# [Problem details]
Using the entries below, quote exactly the span of lines that begins with the line containing "Reviewer note: every instance of the dense" and ends with the final line.

--- BEGIN ---

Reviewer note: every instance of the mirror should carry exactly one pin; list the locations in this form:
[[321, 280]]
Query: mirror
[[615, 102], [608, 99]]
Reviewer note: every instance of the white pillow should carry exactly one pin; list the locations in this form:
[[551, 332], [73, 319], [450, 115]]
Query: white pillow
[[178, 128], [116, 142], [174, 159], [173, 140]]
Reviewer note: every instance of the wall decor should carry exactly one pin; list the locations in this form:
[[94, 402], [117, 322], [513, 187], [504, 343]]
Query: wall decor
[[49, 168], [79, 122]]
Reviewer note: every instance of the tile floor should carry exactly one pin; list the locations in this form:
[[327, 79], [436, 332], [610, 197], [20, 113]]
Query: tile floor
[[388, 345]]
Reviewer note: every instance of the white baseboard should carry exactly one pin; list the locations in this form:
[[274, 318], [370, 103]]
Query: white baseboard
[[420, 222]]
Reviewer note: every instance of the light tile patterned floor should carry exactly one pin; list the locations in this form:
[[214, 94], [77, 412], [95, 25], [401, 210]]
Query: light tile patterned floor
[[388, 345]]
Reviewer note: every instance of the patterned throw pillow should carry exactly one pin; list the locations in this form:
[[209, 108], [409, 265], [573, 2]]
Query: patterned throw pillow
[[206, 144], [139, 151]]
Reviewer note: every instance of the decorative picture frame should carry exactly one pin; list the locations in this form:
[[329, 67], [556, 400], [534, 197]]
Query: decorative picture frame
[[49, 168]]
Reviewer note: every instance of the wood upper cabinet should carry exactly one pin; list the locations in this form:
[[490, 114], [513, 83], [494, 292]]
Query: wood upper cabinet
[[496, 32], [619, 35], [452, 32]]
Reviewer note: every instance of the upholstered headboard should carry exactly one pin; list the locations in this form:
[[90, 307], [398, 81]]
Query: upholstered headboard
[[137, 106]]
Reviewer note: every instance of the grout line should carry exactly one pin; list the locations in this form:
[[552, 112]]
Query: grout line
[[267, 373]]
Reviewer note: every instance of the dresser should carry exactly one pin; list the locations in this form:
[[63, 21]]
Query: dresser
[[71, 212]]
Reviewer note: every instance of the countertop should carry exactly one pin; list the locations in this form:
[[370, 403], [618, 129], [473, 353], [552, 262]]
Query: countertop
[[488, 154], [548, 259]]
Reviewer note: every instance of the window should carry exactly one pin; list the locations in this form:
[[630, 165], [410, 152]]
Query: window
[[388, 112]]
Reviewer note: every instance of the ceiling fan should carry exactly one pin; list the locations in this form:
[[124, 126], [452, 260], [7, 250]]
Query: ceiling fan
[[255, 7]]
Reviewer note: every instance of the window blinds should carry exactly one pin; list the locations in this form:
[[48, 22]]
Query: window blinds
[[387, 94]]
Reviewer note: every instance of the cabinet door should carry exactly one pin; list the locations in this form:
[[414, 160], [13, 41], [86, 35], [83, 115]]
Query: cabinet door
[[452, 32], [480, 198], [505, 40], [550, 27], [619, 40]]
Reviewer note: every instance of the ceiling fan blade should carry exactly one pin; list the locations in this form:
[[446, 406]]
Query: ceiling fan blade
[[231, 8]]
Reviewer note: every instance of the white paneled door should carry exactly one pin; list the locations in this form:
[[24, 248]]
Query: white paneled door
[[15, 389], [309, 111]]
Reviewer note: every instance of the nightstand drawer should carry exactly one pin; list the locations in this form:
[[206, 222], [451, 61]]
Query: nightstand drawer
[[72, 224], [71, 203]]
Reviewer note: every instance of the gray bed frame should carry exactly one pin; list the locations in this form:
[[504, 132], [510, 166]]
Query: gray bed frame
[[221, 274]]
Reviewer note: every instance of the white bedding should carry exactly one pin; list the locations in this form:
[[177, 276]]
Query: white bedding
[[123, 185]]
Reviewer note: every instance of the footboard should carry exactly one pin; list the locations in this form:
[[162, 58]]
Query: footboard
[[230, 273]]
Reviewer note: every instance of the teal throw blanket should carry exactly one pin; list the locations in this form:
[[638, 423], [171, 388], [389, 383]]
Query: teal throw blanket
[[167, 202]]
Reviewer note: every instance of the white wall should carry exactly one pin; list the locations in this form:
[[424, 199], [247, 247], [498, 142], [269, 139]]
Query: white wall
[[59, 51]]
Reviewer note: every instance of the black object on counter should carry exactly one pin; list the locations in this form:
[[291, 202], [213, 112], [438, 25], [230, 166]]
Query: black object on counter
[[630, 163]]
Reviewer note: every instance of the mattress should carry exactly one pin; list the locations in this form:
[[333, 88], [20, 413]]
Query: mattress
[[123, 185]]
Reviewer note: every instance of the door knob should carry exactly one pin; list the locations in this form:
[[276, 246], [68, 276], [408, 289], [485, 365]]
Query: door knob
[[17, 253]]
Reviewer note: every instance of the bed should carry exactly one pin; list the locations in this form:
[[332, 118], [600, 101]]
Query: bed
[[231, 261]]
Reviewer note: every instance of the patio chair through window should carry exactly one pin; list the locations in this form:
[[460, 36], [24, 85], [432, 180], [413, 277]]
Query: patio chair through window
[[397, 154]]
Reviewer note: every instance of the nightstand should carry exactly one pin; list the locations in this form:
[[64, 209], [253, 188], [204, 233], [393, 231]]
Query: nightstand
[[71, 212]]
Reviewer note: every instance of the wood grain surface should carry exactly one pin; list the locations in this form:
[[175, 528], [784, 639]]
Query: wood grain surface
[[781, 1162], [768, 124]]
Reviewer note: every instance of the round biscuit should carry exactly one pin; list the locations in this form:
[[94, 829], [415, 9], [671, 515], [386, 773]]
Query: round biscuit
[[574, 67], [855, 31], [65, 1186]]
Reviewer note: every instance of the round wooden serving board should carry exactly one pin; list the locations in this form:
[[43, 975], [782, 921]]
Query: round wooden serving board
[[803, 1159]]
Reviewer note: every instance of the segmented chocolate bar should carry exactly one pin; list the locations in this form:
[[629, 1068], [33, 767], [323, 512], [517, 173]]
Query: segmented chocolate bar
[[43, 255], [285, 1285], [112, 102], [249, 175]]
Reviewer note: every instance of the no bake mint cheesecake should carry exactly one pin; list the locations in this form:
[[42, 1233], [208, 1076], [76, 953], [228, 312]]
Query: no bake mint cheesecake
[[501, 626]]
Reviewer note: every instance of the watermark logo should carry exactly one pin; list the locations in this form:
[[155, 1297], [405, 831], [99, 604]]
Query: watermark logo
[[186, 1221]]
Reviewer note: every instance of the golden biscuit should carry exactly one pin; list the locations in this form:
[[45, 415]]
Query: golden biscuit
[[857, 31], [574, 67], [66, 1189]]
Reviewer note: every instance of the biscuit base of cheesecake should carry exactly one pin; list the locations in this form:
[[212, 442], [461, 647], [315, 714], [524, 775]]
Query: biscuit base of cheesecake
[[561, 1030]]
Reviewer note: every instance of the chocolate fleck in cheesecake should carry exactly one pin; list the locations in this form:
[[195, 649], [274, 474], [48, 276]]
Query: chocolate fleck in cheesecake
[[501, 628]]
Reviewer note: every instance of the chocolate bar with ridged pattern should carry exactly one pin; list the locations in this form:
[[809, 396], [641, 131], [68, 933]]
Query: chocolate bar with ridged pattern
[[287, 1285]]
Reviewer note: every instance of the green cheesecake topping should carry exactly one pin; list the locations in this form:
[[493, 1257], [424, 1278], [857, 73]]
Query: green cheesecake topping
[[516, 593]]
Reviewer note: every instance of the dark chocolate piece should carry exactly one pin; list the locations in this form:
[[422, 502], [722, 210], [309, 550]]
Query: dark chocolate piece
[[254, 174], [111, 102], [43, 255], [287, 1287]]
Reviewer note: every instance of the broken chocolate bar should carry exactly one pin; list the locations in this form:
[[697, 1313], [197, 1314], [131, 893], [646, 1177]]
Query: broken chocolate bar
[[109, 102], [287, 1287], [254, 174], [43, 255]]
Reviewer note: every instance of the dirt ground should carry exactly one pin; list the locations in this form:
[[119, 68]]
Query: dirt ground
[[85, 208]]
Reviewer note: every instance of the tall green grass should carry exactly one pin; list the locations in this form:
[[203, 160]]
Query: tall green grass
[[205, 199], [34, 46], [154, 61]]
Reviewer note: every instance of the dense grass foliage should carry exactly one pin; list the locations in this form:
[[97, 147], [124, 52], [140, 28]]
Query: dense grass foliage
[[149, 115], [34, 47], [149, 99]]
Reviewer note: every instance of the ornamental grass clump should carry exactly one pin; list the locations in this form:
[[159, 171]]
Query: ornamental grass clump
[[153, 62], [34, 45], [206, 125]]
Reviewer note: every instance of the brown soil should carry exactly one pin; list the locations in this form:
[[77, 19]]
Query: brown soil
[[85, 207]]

--- END ---

# [Problem solution]
Reviewer note: every instance of the dense grass foliage should carry exactly one pin; list the locations in this form:
[[97, 147], [124, 52], [140, 28]]
Query: dense grass foliage
[[149, 115], [34, 47], [149, 99]]
Reviewer note: every instance of the ornamental grass clump should carry exactly one pin; list the locations in this form:
[[159, 171]]
Query: ornamental grass clump
[[153, 62], [34, 45], [206, 125]]
Reviewer note: every instance of the brown soil should carry exactly one pin; list the locations in this form:
[[77, 19]]
Query: brown soil
[[85, 207]]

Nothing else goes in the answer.